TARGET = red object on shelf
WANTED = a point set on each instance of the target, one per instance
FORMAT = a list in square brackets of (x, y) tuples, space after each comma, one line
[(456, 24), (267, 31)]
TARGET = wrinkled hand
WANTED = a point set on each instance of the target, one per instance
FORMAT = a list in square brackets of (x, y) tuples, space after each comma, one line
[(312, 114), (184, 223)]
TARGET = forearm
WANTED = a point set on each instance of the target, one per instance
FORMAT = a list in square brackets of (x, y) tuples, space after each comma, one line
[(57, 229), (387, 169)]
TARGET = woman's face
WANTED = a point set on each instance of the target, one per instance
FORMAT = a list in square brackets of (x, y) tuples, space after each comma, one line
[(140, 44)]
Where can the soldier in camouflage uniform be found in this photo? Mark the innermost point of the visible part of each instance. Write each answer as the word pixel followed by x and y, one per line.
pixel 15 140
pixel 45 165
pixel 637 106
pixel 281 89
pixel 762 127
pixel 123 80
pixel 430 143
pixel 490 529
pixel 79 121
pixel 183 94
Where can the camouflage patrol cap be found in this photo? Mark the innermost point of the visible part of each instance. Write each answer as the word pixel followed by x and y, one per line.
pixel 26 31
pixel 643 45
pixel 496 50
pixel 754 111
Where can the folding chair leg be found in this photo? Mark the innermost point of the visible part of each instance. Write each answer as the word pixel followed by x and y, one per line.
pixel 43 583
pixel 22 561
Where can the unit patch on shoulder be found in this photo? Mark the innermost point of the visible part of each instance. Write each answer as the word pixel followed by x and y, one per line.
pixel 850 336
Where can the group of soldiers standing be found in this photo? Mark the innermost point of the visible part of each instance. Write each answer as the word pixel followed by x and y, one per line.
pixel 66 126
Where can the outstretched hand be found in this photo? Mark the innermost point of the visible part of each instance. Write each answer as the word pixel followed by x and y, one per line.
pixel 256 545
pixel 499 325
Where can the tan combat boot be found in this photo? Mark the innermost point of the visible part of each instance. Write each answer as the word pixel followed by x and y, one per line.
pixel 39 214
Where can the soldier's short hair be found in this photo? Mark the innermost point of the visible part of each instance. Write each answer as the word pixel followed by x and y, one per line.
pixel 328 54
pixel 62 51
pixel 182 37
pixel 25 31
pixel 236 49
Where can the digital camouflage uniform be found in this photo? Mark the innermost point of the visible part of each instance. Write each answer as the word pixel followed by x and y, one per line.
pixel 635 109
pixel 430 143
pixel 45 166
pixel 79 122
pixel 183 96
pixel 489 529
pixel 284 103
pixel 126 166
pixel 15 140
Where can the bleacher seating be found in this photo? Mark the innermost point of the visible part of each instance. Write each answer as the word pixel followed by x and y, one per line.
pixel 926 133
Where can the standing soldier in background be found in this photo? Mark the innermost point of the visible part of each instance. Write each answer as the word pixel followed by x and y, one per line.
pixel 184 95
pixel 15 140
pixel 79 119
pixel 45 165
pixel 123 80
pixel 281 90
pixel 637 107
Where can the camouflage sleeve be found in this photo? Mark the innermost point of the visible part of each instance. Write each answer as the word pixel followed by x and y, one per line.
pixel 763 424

______

Exercise prompt:
The response should consist of all the entries, reproduced word for word.

Answer to this exercise:
TARGET = red object on shelf
WANTED = a point set on each instance of the target, one per instance
FORMAT = a list in square brackets of (x, y) tuples, space after each comma, one line
[(456, 24), (267, 31)]
TARGET = wrinkled hand
WANTED = a point set on each instance of the target, one per instance
FORMAT = a list in square brackets of (x, y) tuples, space after each comma, one line
[(312, 114), (184, 223)]
TARGET = forearm
WANTED = a point set on each instance of the target, one per instance
FORMAT = a list in square brackets of (x, y) tuples, space after each comma, one line
[(57, 229), (387, 169)]
TARGET = woman's face
WANTED = a point set on each instance of the target, one per instance
FORMAT = a list in square brackets of (x, y) tuples, space after each comma, one line
[(140, 44)]
Where can the soldier in camouflage uniform be found in this photo? Mark the innermost point of the visible part of each instance. Write each answer as the word pixel followed by x and y, one per line.
pixel 15 140
pixel 45 165
pixel 637 106
pixel 281 89
pixel 762 127
pixel 123 80
pixel 430 143
pixel 490 529
pixel 79 121
pixel 183 94
Where can the camouflage patrol cap be found in this photo? Mark the innermost point of the visible part of each instance. Write each answer as the word pixel followed by x and y, one per line.
pixel 26 31
pixel 643 45
pixel 496 50
pixel 754 111
Where can the folding chair leg be found in this photo? Mark the innermost point of the visible part of each instance. Write each answer as the word pixel followed by x and y, one per line.
pixel 43 583
pixel 22 561
Where can the unit patch on shoulder be found in this photo? Mark the innermost point of the visible part of each instance. Write each answer as the word pixel followed by x and y, one per line.
pixel 850 336
Where can the group of soldiers standing be found in this photo? Mark the innermost point of the visible part of each instance. Write each answer as the word pixel followed by x and y, one per line.
pixel 66 126
Where can the outstretched hand be found in this photo? Mark the innermost point of the visible part of each instance. Write each answer as the word pixel followed by x and y, one per line.
pixel 256 545
pixel 499 325
Where can the tan combat boot be found in this photo? Mark the innermost point of the visible part of each instance. Write each answer as the word pixel followed by x and y, one per line.
pixel 39 214
Where can the soldier's short hair be found in this photo? Mark the innermost point of the visible part of each instance. Write each answer as the word pixel followed by x and y, one per line.
pixel 328 54
pixel 62 51
pixel 182 37
pixel 25 31
pixel 236 49
Where can the digital camouflage uniform be found in this photo? Mark the innermost point of the visible part of each instance. Write each answer as the word pixel followed by x and y, one per line.
pixel 635 109
pixel 430 143
pixel 45 166
pixel 79 122
pixel 183 96
pixel 489 529
pixel 284 103
pixel 126 166
pixel 15 140
Where can the bleacher seating be found in this photo? Mark the innermost point of the visible part of each instance. Write each answer as the word pixel followed by x and y, one per line.
pixel 926 133
Where can the standing soldier in background be found in this photo? Mark the innermost point of the visible part of each instance. Write each answer as the word pixel followed by x and y, one per line.
pixel 184 95
pixel 15 140
pixel 79 119
pixel 45 165
pixel 123 80
pixel 281 90
pixel 637 107
Where can the camouflage sleeve be found in this photo? Mark the innermost point of the visible part of each instance. Write each answer as the word pixel followed by x and y, one per line.
pixel 763 424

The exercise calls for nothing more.